=== SELECTED EXTRACT ===
= = = =

Refining oil is the second most energy-intensive industry in the U.S., and accounted for about 7 percent of total U.S. energy consumption in 2002. The U.S. petroleum refining industry consumed the energy shown in the table below for heat and power. About 64% of the energy sources shown in this table were provided by fuels that are byproducts of the refining process.
In 2010 oil refineries used about 6 Quads of energy, using the table above and assuming about 35% of this energy was purchased, this was 2.1 Quads with a value of about $37 Billion, or about 4.6% of revenue.
Self-generation using combined heat and power (CHP or cogeneration) is a major source of electricity for US Refineries. In 1999 CHP accounted for almost 35% of all electricity used by refineries.
There are opportunities for improved energy efficiency at oil refineries on the order of 10% to 20%. Major energy efficiency improvements can be achieved in utilities (30%), fired heaters (20%), process optimization (15%), heat exchangers (15%), motor and motor applications (10%), and other areas (10%). Optimization of utilities, heat exchangers, and fired heaters are the most cost-effective.9
Although the subject of this paper was in my queue to write, it was bumped to the top when I discovered a report from Wood Mackenzie. I saw a review of this report in Greentech Media (GTM, Wood Mackenzie is the parent company of GTM). I've referenced the article below and will briefly summarize it in this section.
The main proposition of this article and report was that by 2035 renewables will likely meet 20 percent of global power demand, up from today's 7 percent. The combination of wind, solar and electric vehicles will displace about 100 billion cubic feet of oil per day, creating an “unstoppable” shift for companies and countries around the world.
After that, adoption of renewables accelerates even faster — with wind, solar and electrified transport becoming “the default choice across many energy systems around the world.”
A year after the 2035 inflection point, the Wood Mackenzie report forecasts a peak in oil demand, with electric motors accounting for 15 to 20 percent of all miles traveled in buses, cars, trucks or on bicycle. Electric vehicles could eliminate the use of 6 million barrels of oil per day by 2040.

= = = =

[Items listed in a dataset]

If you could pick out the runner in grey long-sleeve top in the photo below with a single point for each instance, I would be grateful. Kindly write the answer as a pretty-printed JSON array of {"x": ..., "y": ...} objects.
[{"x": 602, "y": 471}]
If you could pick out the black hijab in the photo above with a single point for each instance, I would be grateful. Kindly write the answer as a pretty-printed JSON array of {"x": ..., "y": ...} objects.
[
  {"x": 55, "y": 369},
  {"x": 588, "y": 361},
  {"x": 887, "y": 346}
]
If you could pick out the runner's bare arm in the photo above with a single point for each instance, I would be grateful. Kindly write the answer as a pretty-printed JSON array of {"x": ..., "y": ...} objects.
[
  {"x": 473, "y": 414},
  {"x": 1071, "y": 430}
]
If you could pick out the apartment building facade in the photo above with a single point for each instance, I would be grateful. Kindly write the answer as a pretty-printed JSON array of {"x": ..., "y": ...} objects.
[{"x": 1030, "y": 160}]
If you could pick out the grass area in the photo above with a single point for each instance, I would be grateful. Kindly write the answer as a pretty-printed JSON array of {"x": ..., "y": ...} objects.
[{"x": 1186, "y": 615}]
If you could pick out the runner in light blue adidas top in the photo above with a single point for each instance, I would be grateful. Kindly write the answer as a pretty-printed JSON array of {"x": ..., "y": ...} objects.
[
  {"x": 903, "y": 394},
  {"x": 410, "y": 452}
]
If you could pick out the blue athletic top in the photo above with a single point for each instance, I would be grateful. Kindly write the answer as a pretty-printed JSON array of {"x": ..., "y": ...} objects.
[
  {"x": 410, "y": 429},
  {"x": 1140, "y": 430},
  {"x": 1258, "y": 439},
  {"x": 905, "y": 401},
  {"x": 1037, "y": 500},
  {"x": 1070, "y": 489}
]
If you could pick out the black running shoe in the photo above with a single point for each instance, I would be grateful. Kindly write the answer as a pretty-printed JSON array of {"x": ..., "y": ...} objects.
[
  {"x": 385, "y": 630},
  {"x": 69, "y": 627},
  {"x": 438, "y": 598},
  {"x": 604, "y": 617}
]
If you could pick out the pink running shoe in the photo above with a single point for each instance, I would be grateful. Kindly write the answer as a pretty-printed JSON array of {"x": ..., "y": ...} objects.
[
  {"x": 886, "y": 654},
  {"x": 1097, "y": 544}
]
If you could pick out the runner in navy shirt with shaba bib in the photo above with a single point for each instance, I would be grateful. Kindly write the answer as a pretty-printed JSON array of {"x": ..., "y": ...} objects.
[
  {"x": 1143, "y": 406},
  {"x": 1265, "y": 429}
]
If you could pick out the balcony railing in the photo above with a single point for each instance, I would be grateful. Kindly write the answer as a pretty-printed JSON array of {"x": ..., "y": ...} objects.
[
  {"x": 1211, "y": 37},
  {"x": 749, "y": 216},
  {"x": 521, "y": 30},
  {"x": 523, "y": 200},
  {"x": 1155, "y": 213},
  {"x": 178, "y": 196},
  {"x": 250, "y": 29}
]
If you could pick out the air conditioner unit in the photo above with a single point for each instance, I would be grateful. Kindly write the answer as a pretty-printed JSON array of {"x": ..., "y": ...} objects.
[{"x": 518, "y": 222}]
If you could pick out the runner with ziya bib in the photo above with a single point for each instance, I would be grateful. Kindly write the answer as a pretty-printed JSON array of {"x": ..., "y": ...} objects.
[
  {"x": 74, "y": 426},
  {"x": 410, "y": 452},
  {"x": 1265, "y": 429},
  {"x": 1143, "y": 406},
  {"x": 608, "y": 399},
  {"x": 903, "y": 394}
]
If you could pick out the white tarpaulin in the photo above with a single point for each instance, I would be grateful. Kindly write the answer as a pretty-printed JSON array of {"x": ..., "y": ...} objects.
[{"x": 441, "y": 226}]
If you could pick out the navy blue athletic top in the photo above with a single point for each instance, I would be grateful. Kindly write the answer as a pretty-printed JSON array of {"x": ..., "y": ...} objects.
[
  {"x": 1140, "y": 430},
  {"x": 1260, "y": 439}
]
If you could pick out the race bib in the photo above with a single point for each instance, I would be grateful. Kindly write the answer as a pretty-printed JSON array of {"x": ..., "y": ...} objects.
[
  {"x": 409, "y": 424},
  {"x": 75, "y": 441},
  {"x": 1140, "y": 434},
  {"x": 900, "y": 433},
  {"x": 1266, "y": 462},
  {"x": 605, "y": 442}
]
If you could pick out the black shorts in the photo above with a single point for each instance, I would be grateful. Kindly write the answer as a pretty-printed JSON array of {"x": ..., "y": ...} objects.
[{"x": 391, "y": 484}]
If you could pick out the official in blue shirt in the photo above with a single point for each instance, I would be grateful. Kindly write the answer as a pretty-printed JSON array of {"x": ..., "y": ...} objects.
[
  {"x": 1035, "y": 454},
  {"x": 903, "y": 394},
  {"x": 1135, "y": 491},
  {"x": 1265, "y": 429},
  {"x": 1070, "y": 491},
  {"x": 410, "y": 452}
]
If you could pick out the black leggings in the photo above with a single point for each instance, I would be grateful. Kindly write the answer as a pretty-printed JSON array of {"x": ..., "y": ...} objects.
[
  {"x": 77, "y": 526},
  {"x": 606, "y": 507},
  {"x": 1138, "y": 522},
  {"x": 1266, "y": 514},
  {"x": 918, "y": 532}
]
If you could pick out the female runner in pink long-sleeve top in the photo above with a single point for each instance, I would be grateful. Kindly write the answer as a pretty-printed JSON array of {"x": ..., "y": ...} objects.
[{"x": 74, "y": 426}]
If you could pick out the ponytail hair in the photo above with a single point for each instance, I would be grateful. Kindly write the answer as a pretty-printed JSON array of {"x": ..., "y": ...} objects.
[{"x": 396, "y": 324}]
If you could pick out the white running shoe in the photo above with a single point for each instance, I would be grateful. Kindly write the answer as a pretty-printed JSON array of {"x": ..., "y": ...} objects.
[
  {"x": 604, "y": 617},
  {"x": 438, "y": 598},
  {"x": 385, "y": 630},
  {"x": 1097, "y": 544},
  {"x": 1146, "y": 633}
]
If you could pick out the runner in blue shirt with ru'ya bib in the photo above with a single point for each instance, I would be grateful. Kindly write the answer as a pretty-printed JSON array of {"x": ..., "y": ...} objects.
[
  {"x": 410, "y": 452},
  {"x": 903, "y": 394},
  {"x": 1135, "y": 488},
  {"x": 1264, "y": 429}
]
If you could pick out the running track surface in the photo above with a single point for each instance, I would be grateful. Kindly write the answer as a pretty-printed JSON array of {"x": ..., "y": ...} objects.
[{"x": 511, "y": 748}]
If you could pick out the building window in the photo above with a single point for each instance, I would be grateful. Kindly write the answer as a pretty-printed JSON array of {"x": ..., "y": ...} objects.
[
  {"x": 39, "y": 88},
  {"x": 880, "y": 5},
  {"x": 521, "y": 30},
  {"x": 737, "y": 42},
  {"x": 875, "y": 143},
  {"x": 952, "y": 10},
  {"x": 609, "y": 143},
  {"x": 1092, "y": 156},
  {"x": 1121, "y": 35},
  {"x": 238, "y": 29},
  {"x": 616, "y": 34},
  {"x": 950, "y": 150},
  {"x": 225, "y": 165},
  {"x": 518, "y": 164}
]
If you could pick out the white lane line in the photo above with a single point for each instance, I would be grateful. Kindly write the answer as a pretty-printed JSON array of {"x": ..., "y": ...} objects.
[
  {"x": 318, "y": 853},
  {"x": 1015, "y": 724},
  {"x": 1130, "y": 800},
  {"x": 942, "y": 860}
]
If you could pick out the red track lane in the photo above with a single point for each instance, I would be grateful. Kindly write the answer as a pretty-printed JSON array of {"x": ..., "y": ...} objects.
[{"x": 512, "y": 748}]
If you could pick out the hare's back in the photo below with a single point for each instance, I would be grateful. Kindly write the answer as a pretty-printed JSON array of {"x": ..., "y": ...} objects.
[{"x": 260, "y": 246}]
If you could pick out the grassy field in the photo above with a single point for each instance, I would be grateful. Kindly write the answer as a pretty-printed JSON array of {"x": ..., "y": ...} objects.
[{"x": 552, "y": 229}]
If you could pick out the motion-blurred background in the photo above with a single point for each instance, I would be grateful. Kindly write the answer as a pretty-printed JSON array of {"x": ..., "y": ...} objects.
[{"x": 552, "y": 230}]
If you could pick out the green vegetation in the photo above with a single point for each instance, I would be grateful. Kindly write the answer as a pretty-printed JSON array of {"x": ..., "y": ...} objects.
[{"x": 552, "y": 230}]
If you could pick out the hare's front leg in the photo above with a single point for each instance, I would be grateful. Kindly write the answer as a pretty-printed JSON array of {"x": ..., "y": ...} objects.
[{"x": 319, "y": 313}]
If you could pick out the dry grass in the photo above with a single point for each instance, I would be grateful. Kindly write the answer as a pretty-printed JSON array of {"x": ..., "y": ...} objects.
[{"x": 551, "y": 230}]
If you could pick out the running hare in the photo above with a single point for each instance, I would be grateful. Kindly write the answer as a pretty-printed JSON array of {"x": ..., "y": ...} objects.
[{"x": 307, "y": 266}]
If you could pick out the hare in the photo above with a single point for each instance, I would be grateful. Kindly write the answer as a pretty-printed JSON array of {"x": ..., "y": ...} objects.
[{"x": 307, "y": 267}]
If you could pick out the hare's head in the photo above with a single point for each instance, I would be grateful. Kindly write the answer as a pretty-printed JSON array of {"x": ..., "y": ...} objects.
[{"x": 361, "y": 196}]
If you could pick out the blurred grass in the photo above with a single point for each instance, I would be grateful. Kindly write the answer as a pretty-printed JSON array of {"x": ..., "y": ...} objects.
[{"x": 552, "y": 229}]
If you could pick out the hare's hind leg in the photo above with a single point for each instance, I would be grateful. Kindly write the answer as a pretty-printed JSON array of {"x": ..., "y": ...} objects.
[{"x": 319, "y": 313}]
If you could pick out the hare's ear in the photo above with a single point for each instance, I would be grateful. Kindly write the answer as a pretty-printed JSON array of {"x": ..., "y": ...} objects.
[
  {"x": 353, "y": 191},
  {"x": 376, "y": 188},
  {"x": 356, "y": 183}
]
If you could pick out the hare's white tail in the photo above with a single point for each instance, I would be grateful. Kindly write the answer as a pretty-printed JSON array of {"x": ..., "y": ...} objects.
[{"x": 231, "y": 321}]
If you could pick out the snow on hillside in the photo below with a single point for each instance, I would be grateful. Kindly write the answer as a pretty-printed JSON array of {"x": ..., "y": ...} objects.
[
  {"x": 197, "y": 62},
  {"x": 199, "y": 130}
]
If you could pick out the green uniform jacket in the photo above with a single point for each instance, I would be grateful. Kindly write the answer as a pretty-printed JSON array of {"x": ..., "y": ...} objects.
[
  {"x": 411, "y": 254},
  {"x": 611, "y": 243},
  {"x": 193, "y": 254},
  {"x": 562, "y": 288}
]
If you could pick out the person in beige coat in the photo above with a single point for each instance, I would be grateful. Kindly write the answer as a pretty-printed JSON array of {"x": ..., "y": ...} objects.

= = = =

=== WHAT IS REQUIRED ===
Return the part of the passage on oil refinery energy use from "The main proposition" up to and including "countries around the world.", copied word for word. These entries have no connection to the passage on oil refinery energy use.

=== EXERCISE RESULT ===
The main proposition of this article and report was that by 2035 renewables will likely meet 20 percent of global power demand, up from today's 7 percent. The combination of wind, solar and electric vehicles will displace about 100 billion cubic feet of oil per day, creating an “unstoppable” shift for companies and countries around the world.